▶ Список заданий
a) Пожалуйста, изложите в виде краткого списка абзац статьи о церковном управлении, начинающийся словами «Консистории наши не так плохи», сохранив его основные факты.
b) Продолжите статью о церковном управлении, начав сразу после её последнего предложения.

:: Статья

Такие недостатки синодального управления, действительные или мнимые, но о которых говорит общество, духовенство и печать, эти недостатки легко может устранить Высочайшая власть. Петр Великий уничтожил патриаршество и ввел синодальное управление; один из последующих Императоров может их исправить, поручив какому-либо иерарху, как Петр Великий Феофану Прокоповичу, написать новый регламент; вот этот-то регламент рассмотрит собор епископов без мирян. При этом долгом считаю добавить, что последний патриарх Адриан умер 16 октября 1700 года, а Святейший Синод утвержден 14 февраля 1721 года; значит, более 20 лет обдумывалось дело и притом одним из замечательнейших умом своего времени; передавать дело в различные епархиальные комиссии – значит увеличивать число писанной бумаги.

Теперь скажем несколько слов по предложенным нам вопросам.

1. По вопросу о разделении России на церковные округа

Разделение России на округа, кроме неудобств политических, имеет и другие неудобства; увеличивать центры административные, судебные – значит увеличивать судебную волокиту, увеличивать судебное делопроизводство. Человек, недовольный епархиальным судом, обратится к митрополиту, недовольный митрополитом обратится к патриарху. Иное дело – ради чести восстановить древние митрополии: в Новгороде, Ростове, Вильне, Тобольске; сим митрополитам можно предоставить иметь викарных епископов, право делать внушения епископам по поручению Синода, право рукополагать соседних епископов, право производить следствия над ними. Разделение Церкви, как и государства, никак не может быть одобрено, особенно в настоящее смутное время. Пусть неблагодарная Грузия смирится, тогда посмотрим. Говорят, духовенство грузинское стоит во главе восстания. Что же – из среды его назначать католикоса? За это лишают сана. За участие в восстании казнят, а не награждают.

2. О суде церковном

Спаситель говорит: «Отец отдал суд Сыну» (ср. Ин. 5:27), а св. Златоуст добавляет: «Сын отдал суд апостолам, а апостолы – епископам». Следовательно, об отделении суда от администрации и говорить нельзя; это будет противно канонам церковным, а также и самому Евангелию.

Консистории наши не так плохи, как о них говорят; их нельзя сравнивать с окружными судами, где действуют присяжные поверенные, наживающие огромные состояния. Как ни плохи секретари консисторий, но их никто не называл прелюбодеями мысли, ни разбойниками пера, ни мошенниками печати, как называют поверенных суда и адвокатов. Иное дело – говорить об увеличении числа епископов самостоятельных, что может быть достигнуто, когда викарные будут сделаны самостоятельными.

::::
:: Извлечённые данные

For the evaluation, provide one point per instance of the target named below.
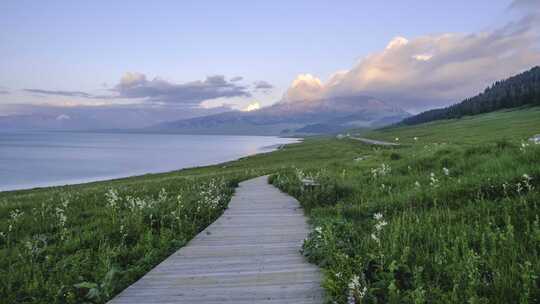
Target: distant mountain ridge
(299, 117)
(522, 89)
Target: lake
(38, 159)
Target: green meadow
(449, 216)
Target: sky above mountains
(188, 55)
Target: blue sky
(89, 45)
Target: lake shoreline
(86, 181)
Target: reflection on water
(31, 159)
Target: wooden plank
(251, 254)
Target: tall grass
(438, 224)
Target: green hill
(449, 217)
(516, 91)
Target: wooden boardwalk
(249, 255)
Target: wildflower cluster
(379, 225)
(383, 170)
(356, 290)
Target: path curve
(249, 255)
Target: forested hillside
(516, 91)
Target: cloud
(136, 85)
(305, 87)
(252, 107)
(262, 85)
(431, 70)
(61, 93)
(531, 5)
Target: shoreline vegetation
(86, 181)
(451, 215)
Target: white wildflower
(446, 171)
(434, 182)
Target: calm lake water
(36, 159)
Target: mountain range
(293, 118)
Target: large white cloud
(431, 70)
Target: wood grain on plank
(251, 254)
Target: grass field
(451, 216)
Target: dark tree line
(516, 91)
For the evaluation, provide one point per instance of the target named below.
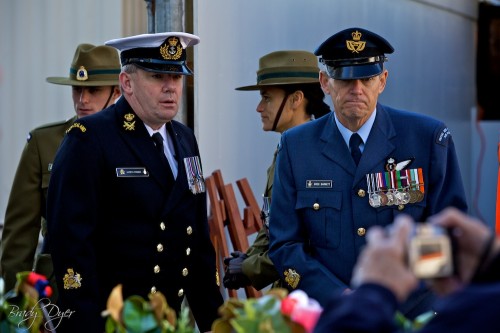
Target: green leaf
(138, 317)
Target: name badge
(132, 172)
(319, 183)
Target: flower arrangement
(276, 311)
(21, 309)
(136, 315)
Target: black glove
(234, 278)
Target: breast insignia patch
(292, 278)
(72, 280)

::::

▶ Ответы
a)
- Консистории не так плохи, как о них говорят.
- Их нельзя сравнивать с окружными судами, где присяжные поверенные наживают огромные состояния.
- Секретарей консисторий, при всех их недостатках, никто не называл «прелюбодеями мысли», «разбойниками пера» или «мошенниками печати», как называют поверенных суда и адвокатов.
- Другое дело — увеличение числа самостоятельных епископов. Его можно достичь, если викарные епископы станут самостоятельными.

b)
Консистории наши страдают от множества дел. Это число сократится, когда прекратится представление Св. Синоду многих епархиальных дел, например бракоразводных; во-вторых, когда мелкие дела, споры о разделении доходов, земли церковной, взаимное оскорбление членов причта, денежное взыскание не свыше 30 рублей будут переданы на окончательное решение благочинных и благочиннических советов; когда не будут производиться дела по анонимным доносам, по жалобам третьих лиц, по проступкам которых истек срок давности; когда браки в 5-й, 6-й и 7-й степени родства и браки лиц, не достигших церковного совершеннолетия, будут совершаться священниками без разрешения епархиального начальства; это и крестьян облегчит. Страдают консистории оттого, что нет в них председателя, лица ответственного, и от произвола секретарей, из которых некоторые очень мало занимаются делами консистории. Секретари должны быть назначаемы и избираемы самими консисториями и утверждаемы архиереями, а не обер-прокурором, как это делается теперь, и выбираться из столоначальников консистории, а не из молодых студентов. Члены консистории – двое из них должны назначаться Святейшим Синодом, двое – местным архиереем, двое могут избираться духовенством. Жалованье они должны получать во всяком случае больше секретаря; дела решает члены консистории, а секретарь только пишет. Консисториям должны быть подчинены все епархиальные учреждения: братства, эмеритальные и различного рода кассы, свечные заводы, попечительства и проч.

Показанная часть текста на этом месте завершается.